──────── Text section ────────

Conflicts & War

7 Killed in attack on displaced people in southern Mexico

Chenalho, Mexico, Jun 3 (EFE).- Seven people were killed and three others wounded when gunmen opened fire on displaced villagers in this town in the southern Mexican state of Chiapas, authorities said Saturday.

The attack took place Friday night in Polho, a Zapatista-led community in Chenalho, the state Attorney General’s Office said.

The target was a building occupied by roughly 150 people who had been forced from their homes in Santa Martha, another community in the same municipality.

The exodus began in September 2022, following a week-long armed confrontation between contending factions at odds how over to allocate 22.5 hectares (56 acres) of land, human rights advocate Reynaldo Perez told EFE.

“What happened in Polho was that an armed group attacked the camp of the displaced people of Santa Martha,” largely comprising women, children, and the elderly, he said.

He described the assailants as men with long guns who arrived and began “shooting wildly like in the movies.”

An investigation is under way, the Chiapas AG Office said.

The violence in Chenalho follows a series of clashes in Frontera Comalapa, Chiapas, a municipality on Mexico’s border with Guatemala that has been effectively taken over by criminal groups.

──────── Entries shown ────────

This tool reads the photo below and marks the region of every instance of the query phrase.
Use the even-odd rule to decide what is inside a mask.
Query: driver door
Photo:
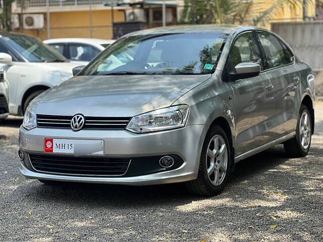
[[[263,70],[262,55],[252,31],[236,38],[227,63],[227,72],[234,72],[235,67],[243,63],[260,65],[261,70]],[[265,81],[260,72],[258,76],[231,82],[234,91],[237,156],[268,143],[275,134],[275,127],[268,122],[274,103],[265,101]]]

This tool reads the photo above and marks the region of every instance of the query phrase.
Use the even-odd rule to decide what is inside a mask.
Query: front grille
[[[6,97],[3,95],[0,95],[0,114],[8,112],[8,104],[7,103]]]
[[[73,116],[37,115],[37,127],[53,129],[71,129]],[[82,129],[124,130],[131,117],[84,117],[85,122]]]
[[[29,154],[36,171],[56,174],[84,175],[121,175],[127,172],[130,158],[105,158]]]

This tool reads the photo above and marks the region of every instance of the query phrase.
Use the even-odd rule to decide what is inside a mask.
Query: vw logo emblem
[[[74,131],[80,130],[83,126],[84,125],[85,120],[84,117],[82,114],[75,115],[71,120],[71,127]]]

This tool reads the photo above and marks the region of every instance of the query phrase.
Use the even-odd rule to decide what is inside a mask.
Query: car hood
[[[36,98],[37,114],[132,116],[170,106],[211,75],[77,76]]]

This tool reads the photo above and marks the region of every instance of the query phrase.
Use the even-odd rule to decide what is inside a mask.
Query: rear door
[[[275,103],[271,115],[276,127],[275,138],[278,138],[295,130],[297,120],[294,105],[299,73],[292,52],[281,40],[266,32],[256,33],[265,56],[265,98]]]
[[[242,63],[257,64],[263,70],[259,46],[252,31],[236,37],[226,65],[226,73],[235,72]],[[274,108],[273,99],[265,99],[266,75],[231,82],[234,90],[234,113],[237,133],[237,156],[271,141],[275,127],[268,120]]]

────────

◆ **Problem details**
According to the article about the Chenalho attack, how many people occupied the building that was targeted? Rely only on the article about the Chenalho attack.

◆ **Task response**
Roughly 150 people.